PROMPT.
Copy each of the entries below word for word, line by line, with nothing changed.

EXERCISE MATERIAL.
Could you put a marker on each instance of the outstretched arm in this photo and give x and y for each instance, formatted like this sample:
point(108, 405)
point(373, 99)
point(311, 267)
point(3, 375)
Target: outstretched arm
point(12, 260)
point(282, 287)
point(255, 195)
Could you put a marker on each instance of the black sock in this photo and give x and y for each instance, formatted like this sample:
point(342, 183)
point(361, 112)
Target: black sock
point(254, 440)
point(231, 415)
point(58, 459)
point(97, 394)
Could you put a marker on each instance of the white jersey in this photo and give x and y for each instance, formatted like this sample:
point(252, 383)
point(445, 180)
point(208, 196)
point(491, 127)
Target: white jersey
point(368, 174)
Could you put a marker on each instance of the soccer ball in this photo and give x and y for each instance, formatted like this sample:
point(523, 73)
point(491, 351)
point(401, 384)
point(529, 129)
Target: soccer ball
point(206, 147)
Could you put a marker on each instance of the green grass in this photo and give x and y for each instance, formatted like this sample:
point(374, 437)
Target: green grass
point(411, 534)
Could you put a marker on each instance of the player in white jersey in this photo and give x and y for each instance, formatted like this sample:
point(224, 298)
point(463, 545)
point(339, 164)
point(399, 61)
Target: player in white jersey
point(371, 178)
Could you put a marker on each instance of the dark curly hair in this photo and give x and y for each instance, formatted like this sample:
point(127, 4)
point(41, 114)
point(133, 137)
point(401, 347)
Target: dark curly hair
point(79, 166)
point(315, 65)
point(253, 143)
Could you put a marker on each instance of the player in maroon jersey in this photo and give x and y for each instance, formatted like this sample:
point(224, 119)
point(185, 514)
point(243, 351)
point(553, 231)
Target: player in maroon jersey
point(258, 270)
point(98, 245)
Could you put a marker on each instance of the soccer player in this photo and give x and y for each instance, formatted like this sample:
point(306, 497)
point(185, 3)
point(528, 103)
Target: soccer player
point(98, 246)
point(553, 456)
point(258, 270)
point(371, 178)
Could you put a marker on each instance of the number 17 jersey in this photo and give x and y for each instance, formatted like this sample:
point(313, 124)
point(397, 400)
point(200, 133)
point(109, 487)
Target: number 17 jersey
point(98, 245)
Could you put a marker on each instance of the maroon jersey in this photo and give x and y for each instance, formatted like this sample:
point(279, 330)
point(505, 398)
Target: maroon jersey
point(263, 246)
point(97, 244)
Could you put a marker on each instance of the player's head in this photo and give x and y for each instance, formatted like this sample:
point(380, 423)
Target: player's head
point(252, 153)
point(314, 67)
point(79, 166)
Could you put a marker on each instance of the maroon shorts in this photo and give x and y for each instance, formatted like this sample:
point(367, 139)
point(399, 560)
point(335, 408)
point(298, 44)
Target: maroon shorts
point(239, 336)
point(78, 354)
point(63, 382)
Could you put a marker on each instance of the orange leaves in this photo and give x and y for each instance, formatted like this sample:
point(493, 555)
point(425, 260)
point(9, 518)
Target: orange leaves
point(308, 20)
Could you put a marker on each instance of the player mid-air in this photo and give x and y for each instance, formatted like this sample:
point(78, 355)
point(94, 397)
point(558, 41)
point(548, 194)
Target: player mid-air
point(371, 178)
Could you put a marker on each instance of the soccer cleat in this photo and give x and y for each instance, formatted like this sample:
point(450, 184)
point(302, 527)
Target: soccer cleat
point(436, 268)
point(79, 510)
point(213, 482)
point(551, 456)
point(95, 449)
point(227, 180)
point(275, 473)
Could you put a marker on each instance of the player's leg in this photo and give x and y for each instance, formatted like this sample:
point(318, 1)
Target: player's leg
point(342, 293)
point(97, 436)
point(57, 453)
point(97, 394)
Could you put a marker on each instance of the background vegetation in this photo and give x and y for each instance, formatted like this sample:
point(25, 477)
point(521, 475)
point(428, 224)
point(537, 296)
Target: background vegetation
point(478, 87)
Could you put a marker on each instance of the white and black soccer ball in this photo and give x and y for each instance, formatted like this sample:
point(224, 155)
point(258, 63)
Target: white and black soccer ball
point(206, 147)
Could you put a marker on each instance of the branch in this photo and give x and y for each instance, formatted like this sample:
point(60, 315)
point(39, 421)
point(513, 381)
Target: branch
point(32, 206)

EXERCISE RESULT.
Could you put a marker on each instance of the outstretched arm in this photo and give x and y for each instance, formatted like this sample:
point(108, 405)
point(373, 99)
point(311, 267)
point(3, 375)
Target: outstretched arm
point(12, 260)
point(282, 287)
point(255, 195)
Could you put a marker on each instance of the black sock in this photo and give x and y for each instance, formatted like this sample:
point(342, 183)
point(361, 112)
Target: black sock
point(254, 440)
point(231, 415)
point(58, 459)
point(97, 394)
Could you put a marker on each instance of the white jersey in this photo and give x and y for each instance, formatted like this sample:
point(252, 383)
point(445, 180)
point(208, 196)
point(491, 127)
Target: white jersey
point(368, 174)
Could you put a marker on each instance of the soccer ball in this photo and give x and y for each instance, formatted like this sample:
point(523, 73)
point(491, 351)
point(401, 384)
point(529, 129)
Target: soccer ball
point(206, 147)
Could you put a marker on each instance of the green grass in this photo and give x and y for each instance, formatted like this sample:
point(374, 437)
Target: green grass
point(411, 534)
Could you put a marker on each instance of the player in white jersey in this photo and give x and y for each instance, formatted like this sample:
point(224, 298)
point(463, 545)
point(339, 164)
point(399, 61)
Target: player in white jersey
point(371, 178)
Could you put a marker on each instance of the dark curly hair in this photo and give x and y for each instance, formatted like this sample:
point(127, 4)
point(41, 114)
point(133, 137)
point(401, 347)
Target: dark curly hair
point(79, 166)
point(315, 65)
point(253, 143)
Could you put a marker on each instance of the player in maroon jersey in this photo and give x and y for each instance, formatted like this sample:
point(224, 119)
point(185, 514)
point(243, 351)
point(553, 231)
Target: player in maroon jersey
point(258, 270)
point(98, 245)
Could you put a marker on each instance of the soccer player in this photo and give x and y for each instance, formatted like this sample:
point(306, 497)
point(185, 3)
point(528, 103)
Target: soccer player
point(98, 246)
point(553, 456)
point(258, 270)
point(371, 178)
Could you put a marker on each instance of the number 17 jersey in this photo and give x and y for each instance, formatted like this sample:
point(313, 124)
point(397, 400)
point(200, 133)
point(109, 487)
Target: number 17 jersey
point(98, 245)
Could you put a marker on each instance of the maroon jersey in this photo and give x and y for each instance, formatted like this sample:
point(279, 330)
point(505, 398)
Target: maroon jersey
point(263, 246)
point(97, 244)
Could you put a marker on each instance of the player's head in this photo and give x and y for each instance, formatted like this sample:
point(380, 423)
Target: player's head
point(252, 153)
point(314, 67)
point(79, 166)
Could you put a marker on each instance of the maroon shorts in this photo and give x and y for each instance, formatted like this sample:
point(367, 139)
point(399, 560)
point(335, 408)
point(298, 44)
Target: maroon shorts
point(239, 336)
point(78, 354)
point(63, 382)
Could you put a marker on each instance of the orange leaves in this photo and give x and y for each instance, formatted like this sample:
point(493, 555)
point(425, 260)
point(9, 518)
Target: orange leaves
point(308, 20)
Could you put a marker on each instance of the player mid-air in this photo and give x and y for each instance, formatted like this sample:
point(78, 355)
point(94, 397)
point(558, 41)
point(548, 194)
Target: player mid-air
point(371, 178)
Could you put a marker on each instance of the soccer cleat in this photo and give x and y for each instance, formatted like this sample:
point(450, 184)
point(302, 527)
Target: soccer cleat
point(436, 268)
point(79, 510)
point(213, 482)
point(551, 456)
point(95, 449)
point(227, 180)
point(275, 473)
Could you put a marker on each instance of the player's leg in this photo and give x and y for each instance, formatted like this sample:
point(318, 1)
Target: player's leg
point(342, 293)
point(97, 436)
point(57, 453)
point(97, 394)
Could you put a marker on each instance of the background vegetation in this photo and give x and y for each instance, formatted like this sample:
point(25, 477)
point(521, 475)
point(428, 224)
point(537, 296)
Target: background vegetation
point(478, 87)
Could you put a marker on each instance of the white and black soccer ball in this photo and give x and y for each instance, formatted like this sample:
point(224, 155)
point(258, 63)
Target: white and black soccer ball
point(206, 147)
Could you put a marker on each instance of the branch in this photo and give x and y for each instance, formatted like this sample:
point(60, 315)
point(39, 421)
point(513, 381)
Target: branch
point(32, 206)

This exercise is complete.